• **SELECTED TEXT**:
-*-*-

BE AS KIND AS POSSIBLE: YOU’RE PRACTICING SURGERY WITHOUT ANESTHESIA

The answer to that question is a corollary of the general rule of life: always be kind.  Even when you break up with someone — especially when you break up with someone — you have a duty as a decent human being to do it with as much kindness as possible.

Since you’re lopping off an entire person from your lady friend’s life — to wit, you — try to be more of a surgeon than a butcher.  Understand that, like a surgeon, you’ll need a careful plan because you’re dealing with quivering human flesh and a beating heart — not a  slaughtered carcass on your well-worn chopping board.

It never fails to astonish me how people who attend weekly worship services live their lives on the days that are not the Sabbath in ways contrary to every tenet of Judeo-Christian ethical conduct. It’s as if they believe that by showing up at a religious service once a week they’ve earned a free pass to be as heartless as they like the other six days. What’s the point of weekly worship in public if not to be reminded every seven days of our absolute duty of kindness to our fellow human beings?

-*-*-

Dataset entries

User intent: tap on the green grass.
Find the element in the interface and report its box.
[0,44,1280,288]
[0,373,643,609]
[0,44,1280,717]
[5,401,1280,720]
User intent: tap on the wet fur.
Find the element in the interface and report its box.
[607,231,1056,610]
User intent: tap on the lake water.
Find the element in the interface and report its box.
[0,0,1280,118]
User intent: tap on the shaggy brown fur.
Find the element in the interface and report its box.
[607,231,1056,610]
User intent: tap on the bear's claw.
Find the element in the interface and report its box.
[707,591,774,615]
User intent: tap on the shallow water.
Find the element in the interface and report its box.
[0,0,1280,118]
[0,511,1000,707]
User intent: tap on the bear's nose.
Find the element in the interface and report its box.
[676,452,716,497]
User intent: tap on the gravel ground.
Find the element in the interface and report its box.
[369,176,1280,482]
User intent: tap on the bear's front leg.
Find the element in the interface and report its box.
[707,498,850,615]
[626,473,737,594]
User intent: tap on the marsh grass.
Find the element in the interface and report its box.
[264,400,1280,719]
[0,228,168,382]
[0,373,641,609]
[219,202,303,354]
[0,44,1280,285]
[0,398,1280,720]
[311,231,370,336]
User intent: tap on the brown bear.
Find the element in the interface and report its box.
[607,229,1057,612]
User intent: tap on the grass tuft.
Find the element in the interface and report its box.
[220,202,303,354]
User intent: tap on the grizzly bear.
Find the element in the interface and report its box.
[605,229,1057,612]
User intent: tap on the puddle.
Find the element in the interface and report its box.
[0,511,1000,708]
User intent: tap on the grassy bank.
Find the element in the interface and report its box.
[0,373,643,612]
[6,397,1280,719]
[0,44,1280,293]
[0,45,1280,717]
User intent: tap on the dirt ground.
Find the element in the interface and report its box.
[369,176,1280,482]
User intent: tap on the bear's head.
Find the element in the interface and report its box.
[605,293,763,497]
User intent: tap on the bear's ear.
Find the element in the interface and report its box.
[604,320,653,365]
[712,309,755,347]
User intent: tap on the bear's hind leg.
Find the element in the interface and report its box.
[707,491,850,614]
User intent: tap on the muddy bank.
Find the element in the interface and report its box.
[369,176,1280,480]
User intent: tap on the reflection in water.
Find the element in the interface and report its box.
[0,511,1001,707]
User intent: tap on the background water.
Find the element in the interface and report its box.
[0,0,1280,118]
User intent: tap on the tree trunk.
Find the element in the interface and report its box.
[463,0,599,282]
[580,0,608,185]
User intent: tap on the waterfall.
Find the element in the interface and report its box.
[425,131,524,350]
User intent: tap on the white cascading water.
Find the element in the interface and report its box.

-*-*-

• **PROBLEM A**:
In the passage on kind breakups, what does the reader try to be more of than a butcher?
• **PROBLEM B**:
From the passage on kind breakups, list every noun phrase that names flesh, a body organ, or a carcass.
• **PROBLEM C**:
Continue the passage on kind breakups, starting after its final sentence.

• **RESPONSE A**:
A surgeon.

• **RESPONSE B**:
quivering human flesh; a beating heart; a slaughtered carcass

• **RESPONSE C**:
From your question, it sounds as if your lady friend has done you no wrong, nor been either cruel or unfair to you.  She wept, but that hardly seems a fireable offense. It sounds as if your reason for wanting to break it off is your increasing discomfort with her desire to be in an emotional love affair when your desire is for a dreamily-exciting, sentiment-free zone of sexual satisfaction.  You sound remarkably like an older version of the kind of man George Gilder described in his classic book on unattached men, Naked Nomads.

HOW ORGASM AFFECTS WOMEN’S BRAINS DIFFERENTLY THAN MEN’S

Your attitude toward her love for you may be related to a newly-discovered biological fact that’s the subject of a stunning, recent scientific discovery concerning the difference between men’s and women’s brains during orgasm.  Your situation sounds like a living, heavily-breathing illustration of these new findings.  A study by Rutgers University psychology professor Barry R. Komisaruk compared brain activity in women and men during orgasm.  His research revealed that while making love, and at climax, women’s brains are bathed in a pain-killing, defenses-lowering hormone that leads them (us) to fall in love with the person with whom we experience orgasm:

A key hormone released during sex is oxytocin, also known as the “cuddle hormone.” This lowers our defenses and makes us trust people more, says Dr Arun Ghosh, a GP specialising in sexual health at the Spire Liverpool Hospital.

It’s also the key to bonding, as it increases levels of empathy. Women produce more of this hormone [than do men], although it’s not clear why, and this means they are more likely to let their guard down and fall in love with a man after sex.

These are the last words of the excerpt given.